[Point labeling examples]

============

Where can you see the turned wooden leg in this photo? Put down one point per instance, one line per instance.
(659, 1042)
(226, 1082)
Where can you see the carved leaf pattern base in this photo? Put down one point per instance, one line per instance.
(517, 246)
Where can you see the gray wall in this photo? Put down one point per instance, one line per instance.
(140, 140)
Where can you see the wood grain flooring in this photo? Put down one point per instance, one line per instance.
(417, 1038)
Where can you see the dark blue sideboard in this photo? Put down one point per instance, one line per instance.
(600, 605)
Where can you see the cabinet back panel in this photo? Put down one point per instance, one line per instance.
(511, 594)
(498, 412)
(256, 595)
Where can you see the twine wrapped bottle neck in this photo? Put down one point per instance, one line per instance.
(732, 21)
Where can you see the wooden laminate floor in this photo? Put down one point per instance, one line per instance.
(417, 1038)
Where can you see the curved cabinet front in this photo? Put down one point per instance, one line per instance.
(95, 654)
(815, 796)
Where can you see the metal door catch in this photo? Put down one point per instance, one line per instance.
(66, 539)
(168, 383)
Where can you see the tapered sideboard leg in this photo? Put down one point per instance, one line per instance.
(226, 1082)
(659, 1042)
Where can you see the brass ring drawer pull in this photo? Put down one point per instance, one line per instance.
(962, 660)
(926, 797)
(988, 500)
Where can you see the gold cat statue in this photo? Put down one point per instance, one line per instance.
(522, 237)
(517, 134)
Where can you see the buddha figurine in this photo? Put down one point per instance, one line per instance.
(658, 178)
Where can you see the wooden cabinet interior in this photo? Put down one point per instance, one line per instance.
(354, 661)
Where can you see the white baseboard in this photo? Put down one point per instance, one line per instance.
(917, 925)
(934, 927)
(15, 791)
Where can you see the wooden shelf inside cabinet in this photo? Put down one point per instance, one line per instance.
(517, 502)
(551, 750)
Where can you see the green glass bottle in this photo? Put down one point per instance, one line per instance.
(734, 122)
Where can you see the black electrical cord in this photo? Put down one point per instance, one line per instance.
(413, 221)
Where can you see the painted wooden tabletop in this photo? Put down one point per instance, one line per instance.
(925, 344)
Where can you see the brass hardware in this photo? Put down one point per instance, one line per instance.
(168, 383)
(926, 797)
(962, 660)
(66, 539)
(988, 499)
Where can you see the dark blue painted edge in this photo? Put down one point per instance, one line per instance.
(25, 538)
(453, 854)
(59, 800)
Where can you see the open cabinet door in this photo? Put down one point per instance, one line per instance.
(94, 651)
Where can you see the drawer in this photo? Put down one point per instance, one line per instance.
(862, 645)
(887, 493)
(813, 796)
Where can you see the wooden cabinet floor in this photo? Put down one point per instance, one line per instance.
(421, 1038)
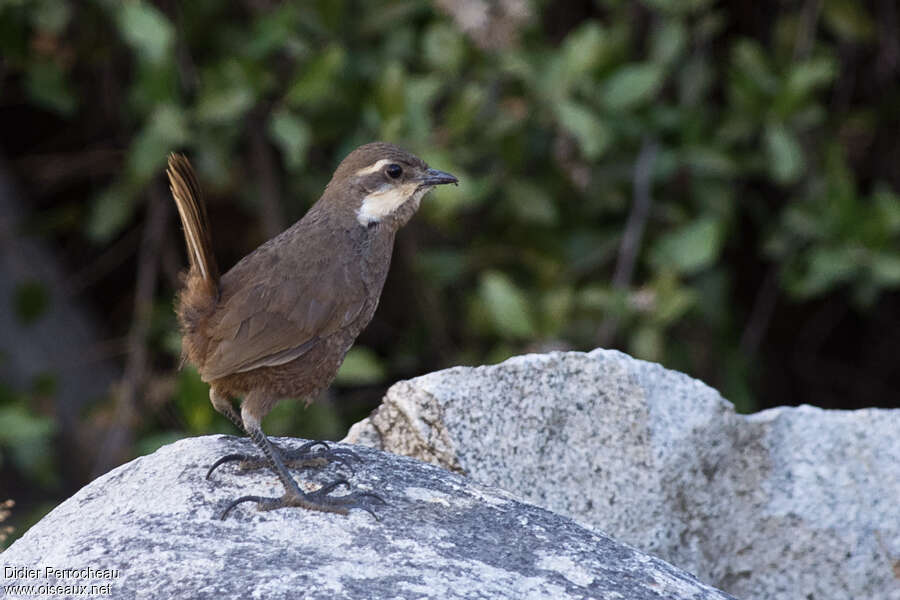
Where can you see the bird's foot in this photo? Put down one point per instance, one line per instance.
(311, 454)
(317, 500)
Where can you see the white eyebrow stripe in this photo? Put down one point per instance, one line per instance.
(373, 168)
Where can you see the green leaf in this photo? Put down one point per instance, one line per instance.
(632, 85)
(110, 212)
(443, 48)
(751, 65)
(165, 129)
(826, 268)
(292, 135)
(592, 134)
(692, 247)
(668, 42)
(784, 154)
(885, 268)
(146, 29)
(583, 49)
(361, 366)
(848, 19)
(507, 306)
(192, 401)
(809, 75)
(647, 343)
(224, 105)
(52, 16)
(530, 203)
(710, 161)
(30, 301)
(318, 79)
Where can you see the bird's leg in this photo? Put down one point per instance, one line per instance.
(293, 495)
(223, 406)
(299, 458)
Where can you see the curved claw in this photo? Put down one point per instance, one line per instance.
(318, 500)
(225, 459)
(326, 489)
(257, 499)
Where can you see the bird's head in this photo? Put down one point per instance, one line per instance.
(382, 183)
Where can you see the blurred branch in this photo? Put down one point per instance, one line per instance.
(119, 436)
(51, 171)
(634, 230)
(761, 313)
(269, 194)
(492, 24)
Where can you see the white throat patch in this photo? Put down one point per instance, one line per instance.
(384, 202)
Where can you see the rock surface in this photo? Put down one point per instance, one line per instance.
(154, 522)
(788, 503)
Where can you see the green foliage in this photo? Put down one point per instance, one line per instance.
(26, 436)
(761, 160)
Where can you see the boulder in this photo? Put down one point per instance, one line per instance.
(787, 503)
(150, 529)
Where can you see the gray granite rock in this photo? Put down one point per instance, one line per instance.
(149, 530)
(790, 503)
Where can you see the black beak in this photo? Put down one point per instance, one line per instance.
(435, 177)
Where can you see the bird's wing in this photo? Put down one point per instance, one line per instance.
(278, 314)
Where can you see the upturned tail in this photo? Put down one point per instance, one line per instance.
(192, 209)
(197, 300)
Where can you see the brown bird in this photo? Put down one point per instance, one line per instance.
(278, 324)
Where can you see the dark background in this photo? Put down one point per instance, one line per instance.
(710, 185)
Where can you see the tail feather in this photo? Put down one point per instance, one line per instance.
(192, 209)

============

### AIM
Make an exact copy of the records above, with the pictures left out.

### OUTPUT OF THE TASK
Where can you see the turned wooden leg in this photo? Put down one point per instance, one line per instance.
(659, 1042)
(226, 1082)
Where can you see the carved leaf pattern base in this photo? Put down one point per instance, one line per instance.
(517, 246)
Where can you see the gray wall in this photo? Put down one point per instance, one line per instance.
(140, 140)
Where can you see the wood grain flooring in this photo? Put down one point per instance, one line per instance.
(417, 1038)
Where can you see the dark blue sideboard in this photo? Put down one point per instance, one line per instance.
(600, 605)
Where can you see the cabinet back panel in this photo? Put down one point per instance, one line per instance.
(511, 594)
(498, 412)
(256, 595)
Where can you see the twine wrapped bottle neck in this photo? Put down one point per instance, one line per instance.
(732, 21)
Where can you see the wooden laminate floor in this photo? Put down one point per instance, one line per instance.
(417, 1038)
Where can you see the curved cabinet front in this photo? Put down one point per instance, one line per instance.
(95, 654)
(815, 796)
Where can you see the metal door catch in this photo? Put down one point per instance, one line per instance.
(66, 539)
(168, 383)
Where can you see the tapered sideboard leg in this photo? Put down one point per instance, one line per instance.
(226, 1082)
(659, 1042)
Where can you see the brass ring drawer pull in this photo? Put down one point per instance, one line per instance.
(962, 660)
(926, 797)
(988, 500)
Where can you see the gold cat statue in this photo? Put down one point per instance, one line per instance.
(522, 237)
(517, 134)
Where can you see the buddha figurine in this photo? Put down one point per instance, one line per instance.
(658, 178)
Where can you see the wooden cabinet interior in this photo? Put down one point per instance, one line per instance.
(354, 661)
Where can you see the white baseboard in this photo? Put down one point per instance, one line per instance.
(917, 925)
(934, 927)
(15, 791)
Where can you see the wooden shelf inside cabinet in this photo? Put down one point per instance, one line per instance.
(517, 502)
(551, 750)
Where can you see the green glass bottle in this photo? Put down one point per instance, one line per instance.
(734, 122)
Where can you see the black electrical cord in this photo? Put down one point per instance, one line per instance.
(413, 221)
Where can you see the painted wooden tabletop in this photo? Put down one point per instance, one line per instance.
(925, 344)
Where can you see the brass hardware in this photo? Put down one point per instance, one line per instance.
(168, 383)
(926, 797)
(962, 660)
(66, 539)
(988, 499)
Where can you see the dark blue painted edge in this photo? Put down one point per instance, one line per instance.
(25, 538)
(453, 854)
(59, 800)
Where can you see the open cabinet door in this photo? Put down one point per instance, one line per instance.
(94, 651)
Where can you see the drawer in this photo? Put down one point per instance, one line per instance.
(862, 645)
(887, 493)
(813, 796)
Where can you see the wooden cabinet floor in this photo? Put down one point per instance, one line per instance.
(421, 1038)
Where can you see the bird's foot in this photo? Put down one point per instance, one line per instance.
(311, 454)
(317, 500)
Where can you see the white eyebrow stripe in this photo? Put down one point per instance, one line per instance.
(373, 168)
Where can you see the green leaf in this photo? Put down one point per instance, one line per instance.
(632, 85)
(110, 212)
(443, 48)
(751, 65)
(165, 129)
(826, 268)
(292, 135)
(592, 134)
(692, 247)
(668, 42)
(784, 154)
(885, 268)
(146, 29)
(583, 49)
(361, 366)
(848, 19)
(507, 306)
(192, 401)
(809, 75)
(647, 343)
(224, 105)
(52, 16)
(530, 203)
(710, 161)
(30, 301)
(318, 79)
Where can you see the bird's leg in this photo? Put down one point per instance, one line per instance.
(293, 495)
(223, 406)
(299, 458)
Where can you see the curved claw in this photo? Put down one point per instance, one line per instance.
(318, 500)
(225, 459)
(326, 489)
(257, 499)
Where can you see the bird's head in this photo? Put down one point per instance, one line per instance.
(382, 183)
Where can you see the blurred branch in this photo? Put down one point per instance, one line per instance.
(119, 436)
(51, 171)
(634, 230)
(761, 313)
(269, 194)
(492, 24)
Where can you see the white throat patch in this photo? Put down one point per instance, one line per instance.
(384, 202)
Where can you see the rock surface in this photo? Put down one point per instance, one line per instance.
(154, 522)
(788, 503)
Where can you see the green foliage in this photo? Put down one point per instance, one line per instance.
(26, 436)
(761, 160)
Where can you see the boulder in this photo? Put down one point per instance, one line per instance.
(787, 503)
(150, 529)
Where can you see the gray granite rock in this photo? Put down one point per instance, one line per instance.
(149, 530)
(790, 503)
Where can you see the black beak in this photo? Put down one point per instance, one line per instance.
(435, 177)
Where can you see the bird's wing in this photo? Put down one point per instance, one line per instance.
(278, 314)
Where can you see the upturned tail in this photo? Put down one point per instance, one line per instance.
(192, 209)
(197, 300)
Where can you see the brown bird in this photo? Put down one point per instance, one line per instance.
(278, 324)
Where can you see the dark background in this photo? Put down one point per instance, one line per instance.
(710, 185)
Where can you see the tail feather in this photo? Put down one point per instance, one line per instance.
(192, 209)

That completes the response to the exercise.